##### The records

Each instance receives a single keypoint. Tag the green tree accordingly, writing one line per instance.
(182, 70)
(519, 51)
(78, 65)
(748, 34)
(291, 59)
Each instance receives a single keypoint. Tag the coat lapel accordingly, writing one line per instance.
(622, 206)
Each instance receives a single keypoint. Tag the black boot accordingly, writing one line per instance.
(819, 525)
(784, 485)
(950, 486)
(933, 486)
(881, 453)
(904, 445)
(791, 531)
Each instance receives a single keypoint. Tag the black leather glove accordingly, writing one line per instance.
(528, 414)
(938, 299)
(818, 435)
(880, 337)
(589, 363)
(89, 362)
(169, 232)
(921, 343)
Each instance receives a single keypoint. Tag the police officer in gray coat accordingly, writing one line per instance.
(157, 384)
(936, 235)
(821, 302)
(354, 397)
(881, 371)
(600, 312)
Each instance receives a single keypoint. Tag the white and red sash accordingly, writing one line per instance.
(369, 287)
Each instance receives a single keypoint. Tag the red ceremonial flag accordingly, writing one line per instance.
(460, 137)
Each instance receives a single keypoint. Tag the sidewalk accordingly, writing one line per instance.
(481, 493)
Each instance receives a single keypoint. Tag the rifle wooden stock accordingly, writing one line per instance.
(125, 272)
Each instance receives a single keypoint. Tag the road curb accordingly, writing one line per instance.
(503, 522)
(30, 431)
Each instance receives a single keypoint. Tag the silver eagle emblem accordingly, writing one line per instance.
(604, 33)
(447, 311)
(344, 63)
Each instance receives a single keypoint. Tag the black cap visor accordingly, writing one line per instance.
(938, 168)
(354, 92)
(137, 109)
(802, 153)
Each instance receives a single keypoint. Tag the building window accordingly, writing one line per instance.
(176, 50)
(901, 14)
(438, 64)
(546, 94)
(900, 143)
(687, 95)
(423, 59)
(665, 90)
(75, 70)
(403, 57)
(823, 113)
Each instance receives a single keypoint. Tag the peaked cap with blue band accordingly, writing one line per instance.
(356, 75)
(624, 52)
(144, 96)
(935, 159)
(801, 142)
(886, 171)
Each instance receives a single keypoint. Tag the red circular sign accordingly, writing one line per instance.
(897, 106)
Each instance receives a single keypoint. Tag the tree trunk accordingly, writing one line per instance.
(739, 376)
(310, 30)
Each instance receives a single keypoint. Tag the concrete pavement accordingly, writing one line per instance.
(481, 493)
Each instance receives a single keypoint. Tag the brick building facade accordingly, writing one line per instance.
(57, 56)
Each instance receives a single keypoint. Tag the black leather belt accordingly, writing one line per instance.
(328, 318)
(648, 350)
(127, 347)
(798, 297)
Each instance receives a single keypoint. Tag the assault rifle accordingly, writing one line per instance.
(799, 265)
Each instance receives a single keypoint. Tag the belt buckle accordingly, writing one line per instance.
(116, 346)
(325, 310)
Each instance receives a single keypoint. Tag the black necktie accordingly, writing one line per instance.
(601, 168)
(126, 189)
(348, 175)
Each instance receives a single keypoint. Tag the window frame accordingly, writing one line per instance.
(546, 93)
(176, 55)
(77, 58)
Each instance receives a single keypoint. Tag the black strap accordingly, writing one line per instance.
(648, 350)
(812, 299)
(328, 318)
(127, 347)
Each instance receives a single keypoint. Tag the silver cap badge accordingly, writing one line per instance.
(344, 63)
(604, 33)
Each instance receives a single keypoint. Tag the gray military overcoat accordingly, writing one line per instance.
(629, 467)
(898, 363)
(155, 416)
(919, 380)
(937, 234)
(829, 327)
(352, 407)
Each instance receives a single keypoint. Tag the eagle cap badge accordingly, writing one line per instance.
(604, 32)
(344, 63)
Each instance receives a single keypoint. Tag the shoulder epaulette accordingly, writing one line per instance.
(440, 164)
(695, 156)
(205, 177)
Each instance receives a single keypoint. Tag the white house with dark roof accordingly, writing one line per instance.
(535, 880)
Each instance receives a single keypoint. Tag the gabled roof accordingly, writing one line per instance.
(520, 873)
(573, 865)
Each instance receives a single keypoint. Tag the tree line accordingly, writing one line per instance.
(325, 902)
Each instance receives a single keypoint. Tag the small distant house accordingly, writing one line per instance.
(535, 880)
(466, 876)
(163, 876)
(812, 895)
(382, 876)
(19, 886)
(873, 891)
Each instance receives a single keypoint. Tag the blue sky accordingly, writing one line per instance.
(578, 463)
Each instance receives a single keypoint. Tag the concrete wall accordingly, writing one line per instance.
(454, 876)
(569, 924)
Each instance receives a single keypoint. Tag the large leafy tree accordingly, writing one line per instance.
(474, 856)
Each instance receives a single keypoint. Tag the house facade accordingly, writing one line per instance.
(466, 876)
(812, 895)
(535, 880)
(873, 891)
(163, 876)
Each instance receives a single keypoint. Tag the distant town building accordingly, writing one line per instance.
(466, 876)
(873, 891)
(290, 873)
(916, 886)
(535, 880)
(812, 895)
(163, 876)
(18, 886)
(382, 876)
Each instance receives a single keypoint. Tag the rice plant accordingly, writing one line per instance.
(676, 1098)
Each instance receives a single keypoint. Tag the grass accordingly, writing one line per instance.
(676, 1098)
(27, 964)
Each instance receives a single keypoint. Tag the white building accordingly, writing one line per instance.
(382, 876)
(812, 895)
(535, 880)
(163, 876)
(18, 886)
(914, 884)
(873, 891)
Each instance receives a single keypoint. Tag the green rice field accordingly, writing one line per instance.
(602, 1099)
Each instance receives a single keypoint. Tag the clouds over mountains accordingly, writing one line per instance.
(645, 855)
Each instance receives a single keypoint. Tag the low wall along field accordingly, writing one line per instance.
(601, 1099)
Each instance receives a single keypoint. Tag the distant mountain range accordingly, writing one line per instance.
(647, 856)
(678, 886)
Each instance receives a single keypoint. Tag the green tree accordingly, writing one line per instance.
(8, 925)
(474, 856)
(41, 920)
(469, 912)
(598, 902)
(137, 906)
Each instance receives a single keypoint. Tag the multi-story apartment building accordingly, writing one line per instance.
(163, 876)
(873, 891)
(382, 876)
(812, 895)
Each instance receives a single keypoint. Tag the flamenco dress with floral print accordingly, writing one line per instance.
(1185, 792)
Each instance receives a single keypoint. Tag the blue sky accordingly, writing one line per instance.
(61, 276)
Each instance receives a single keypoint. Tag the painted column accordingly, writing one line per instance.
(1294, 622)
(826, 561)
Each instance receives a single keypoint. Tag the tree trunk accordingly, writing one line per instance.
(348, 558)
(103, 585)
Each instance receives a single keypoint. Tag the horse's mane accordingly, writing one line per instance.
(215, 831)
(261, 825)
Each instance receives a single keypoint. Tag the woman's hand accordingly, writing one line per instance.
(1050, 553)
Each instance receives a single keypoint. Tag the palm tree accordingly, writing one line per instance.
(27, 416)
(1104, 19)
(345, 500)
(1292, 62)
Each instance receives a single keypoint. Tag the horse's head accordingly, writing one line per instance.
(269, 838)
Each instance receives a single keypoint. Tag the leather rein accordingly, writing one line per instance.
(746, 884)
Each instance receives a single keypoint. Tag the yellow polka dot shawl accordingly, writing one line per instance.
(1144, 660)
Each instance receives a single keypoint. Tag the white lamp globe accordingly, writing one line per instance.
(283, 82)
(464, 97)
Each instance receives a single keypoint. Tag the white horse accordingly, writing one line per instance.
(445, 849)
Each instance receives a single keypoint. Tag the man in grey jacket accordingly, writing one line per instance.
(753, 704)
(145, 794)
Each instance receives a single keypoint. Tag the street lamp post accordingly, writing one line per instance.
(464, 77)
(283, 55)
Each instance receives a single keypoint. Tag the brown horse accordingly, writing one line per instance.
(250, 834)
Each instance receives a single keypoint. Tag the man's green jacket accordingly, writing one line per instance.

##########

Quote the line that contains "Each instance receives a single keypoint. Tag the painted" and each line after it through the end of the data, exactly, leaving out everything else.

- **Complete response**:
Each instance receives a single keypoint. Tag the painted column accordingly, writing one line per instance.
(1294, 622)
(826, 561)
Each instance receives a single keypoint. Tag the tree trunk accordingly, writing one line per instance.
(348, 558)
(103, 585)
Each instance receives a single keypoint. Tag the horse's mane accordingly, writing one line per instance.
(215, 831)
(261, 825)
Each instance receives a single keypoint. Tag the woman's hand accordingly, writing one line per instance.
(1050, 553)
Each instance receives a single keypoint. Tag the palm tree accordingly, writing one line per instance.
(27, 416)
(1104, 19)
(345, 500)
(1292, 62)
Each instance receives a single keypoint. Tag the horse's head accordingly, writing one line per instance.
(269, 838)
Each instance receives a single keypoint. Tag the leather rein accordingly, writing one line per instance.
(746, 884)
Each instance receives a single keypoint. Tag the yellow polka dot shawl accordingly, writing one line per instance.
(1144, 660)
Each instance receives a single keypoint. Tag the white lamp globe accordingly, writing one line per instance.
(283, 82)
(464, 97)
Each instance receives a single keypoint. Tag the white horse accordingly, writing one line per instance.
(445, 849)
Each instance receives a single keypoint. Tag the man in grey jacket accordingly, writing one line per instance.
(753, 704)
(145, 794)
Each instance receives a single keypoint. Tag the street lamp post accordingly, writing one line per instance.
(464, 77)
(283, 55)
Each instance receives a single keypoint. Tag the brown horse accordingly, writing one line per instance.
(250, 834)
Each instance receives a single keypoint. Tag the man's green jacket accordingly, writing one line per instance.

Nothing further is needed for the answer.